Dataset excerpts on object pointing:
- - -

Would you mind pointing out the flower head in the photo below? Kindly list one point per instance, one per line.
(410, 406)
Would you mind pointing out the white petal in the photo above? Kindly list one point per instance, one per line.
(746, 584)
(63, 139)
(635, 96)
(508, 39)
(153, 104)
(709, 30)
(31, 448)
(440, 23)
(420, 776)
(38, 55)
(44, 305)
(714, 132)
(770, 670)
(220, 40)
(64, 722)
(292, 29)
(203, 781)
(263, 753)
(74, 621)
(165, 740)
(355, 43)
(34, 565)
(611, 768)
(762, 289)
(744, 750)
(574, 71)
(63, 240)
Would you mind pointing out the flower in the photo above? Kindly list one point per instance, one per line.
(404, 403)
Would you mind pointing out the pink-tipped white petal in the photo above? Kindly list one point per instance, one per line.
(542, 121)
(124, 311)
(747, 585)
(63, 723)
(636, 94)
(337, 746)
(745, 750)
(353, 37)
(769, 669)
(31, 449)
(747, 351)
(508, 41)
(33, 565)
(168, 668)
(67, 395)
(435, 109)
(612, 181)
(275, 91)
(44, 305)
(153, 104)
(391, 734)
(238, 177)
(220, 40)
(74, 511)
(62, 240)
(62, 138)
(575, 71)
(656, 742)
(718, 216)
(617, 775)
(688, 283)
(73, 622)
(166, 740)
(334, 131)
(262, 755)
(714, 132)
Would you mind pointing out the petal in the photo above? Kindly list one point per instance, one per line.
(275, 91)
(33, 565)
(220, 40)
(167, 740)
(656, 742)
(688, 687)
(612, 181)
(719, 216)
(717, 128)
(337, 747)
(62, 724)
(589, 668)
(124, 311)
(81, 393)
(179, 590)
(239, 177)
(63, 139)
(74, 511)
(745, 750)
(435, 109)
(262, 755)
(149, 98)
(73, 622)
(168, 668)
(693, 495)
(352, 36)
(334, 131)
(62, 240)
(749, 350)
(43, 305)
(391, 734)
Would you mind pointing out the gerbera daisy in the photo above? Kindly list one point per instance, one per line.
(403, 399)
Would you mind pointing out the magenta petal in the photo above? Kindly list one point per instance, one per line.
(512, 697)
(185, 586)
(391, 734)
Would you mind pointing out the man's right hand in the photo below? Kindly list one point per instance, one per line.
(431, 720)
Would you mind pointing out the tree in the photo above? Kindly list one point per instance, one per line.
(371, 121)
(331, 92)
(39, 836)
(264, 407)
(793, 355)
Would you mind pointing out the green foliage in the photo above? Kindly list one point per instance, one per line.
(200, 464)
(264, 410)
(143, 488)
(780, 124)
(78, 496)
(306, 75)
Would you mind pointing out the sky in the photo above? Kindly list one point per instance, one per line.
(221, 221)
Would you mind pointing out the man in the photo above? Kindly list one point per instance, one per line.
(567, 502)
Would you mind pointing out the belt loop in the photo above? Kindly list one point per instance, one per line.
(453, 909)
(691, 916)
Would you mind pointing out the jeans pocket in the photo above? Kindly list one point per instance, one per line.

- - -

Copy every line of the records above word for word, in their original order.

ANSWER BELOW:
Would you mind pointing out the flower head in the photo below? Kindly list one point per instance, one per line.
(410, 406)
Would you mind pointing out the white petal in the photo above? Kindly list one point per instance, one per line.
(746, 584)
(63, 139)
(635, 96)
(508, 39)
(153, 104)
(709, 30)
(31, 448)
(440, 23)
(420, 776)
(38, 55)
(44, 305)
(714, 132)
(770, 670)
(220, 40)
(64, 722)
(292, 29)
(203, 781)
(263, 753)
(74, 621)
(165, 740)
(355, 43)
(34, 565)
(611, 768)
(762, 289)
(744, 750)
(574, 71)
(63, 240)
Would you mind pointing out the flower in the photo above? Kindly list one point per instance, one per line.
(404, 403)
Would you mind pointing out the pink-tipped white petal in the photo above? Kindly list one point per instance, one per line.
(542, 121)
(124, 311)
(747, 585)
(63, 723)
(636, 94)
(337, 746)
(745, 750)
(353, 37)
(769, 669)
(31, 449)
(747, 351)
(508, 41)
(33, 565)
(168, 668)
(67, 395)
(435, 109)
(612, 181)
(275, 91)
(44, 305)
(153, 104)
(391, 734)
(238, 177)
(220, 40)
(74, 511)
(62, 240)
(62, 138)
(575, 71)
(656, 742)
(718, 216)
(617, 775)
(688, 283)
(73, 622)
(166, 740)
(334, 131)
(262, 755)
(714, 132)
Would you mind pointing out the petal in the photo above? Kindly list one point per instance, one per line.
(275, 91)
(33, 565)
(220, 40)
(167, 740)
(656, 742)
(688, 687)
(612, 181)
(719, 216)
(717, 128)
(337, 747)
(62, 724)
(589, 668)
(124, 311)
(81, 393)
(179, 590)
(239, 177)
(63, 139)
(74, 511)
(745, 750)
(435, 109)
(262, 755)
(149, 98)
(73, 622)
(168, 668)
(693, 495)
(352, 36)
(334, 131)
(62, 240)
(749, 350)
(43, 305)
(391, 734)
Would you mind pointing out the gerbera daisy in the photo above? Kindly list one point per instance, one per line.
(403, 399)
Would you mind pointing out the magenta petal in the photo above? Kindly list one point per instance, one per line.
(512, 697)
(185, 586)
(391, 734)
Would you mind pointing out the man's right hand in the photo below? Kindly list one point per instance, one per line.
(431, 720)
Would you mind pointing out the tree in the photo above? Kindly list one point per instance, one per line.
(371, 121)
(331, 92)
(39, 836)
(264, 407)
(793, 355)
Would you mind pointing out the green foliage in the photo above? Kindly list one point per instance, one per line.
(200, 464)
(264, 410)
(143, 488)
(780, 124)
(78, 496)
(306, 75)
Would you mind pointing out the sky in the photo above? Kindly list one point per instance, one per line.
(221, 221)
Would you mind pointing out the man in the photo above? Kindly list one point per instance, one per line.
(567, 502)
Would you mind pointing out the belt loop in the photo above? Kindly list one point per instance, one per line.
(453, 909)
(691, 916)
Would you mind pointing out the jeans pocket in the photo above? Kindly list one point per instance, one per line.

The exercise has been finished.